Records for this exercise ▸
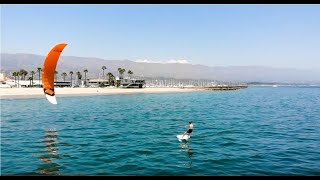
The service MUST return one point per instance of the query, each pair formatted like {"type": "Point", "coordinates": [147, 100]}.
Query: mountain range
{"type": "Point", "coordinates": [29, 62]}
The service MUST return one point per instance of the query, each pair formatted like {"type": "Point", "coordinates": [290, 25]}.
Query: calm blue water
{"type": "Point", "coordinates": [254, 131]}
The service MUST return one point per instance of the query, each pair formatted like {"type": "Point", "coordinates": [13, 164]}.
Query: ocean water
{"type": "Point", "coordinates": [254, 131]}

Exercise brief ▸ Anywhere the listing shows the word "like", copy the full line.

Exercise output ▸
The service MUST return one point per instance of the query, each pair formatted like {"type": "Point", "coordinates": [147, 100]}.
The service MUST return one point per instance of the query, each pair formatted like {"type": "Point", "coordinates": [290, 25]}.
The service MUST return one point per instance of the query, each pair formatted like {"type": "Point", "coordinates": [13, 164]}.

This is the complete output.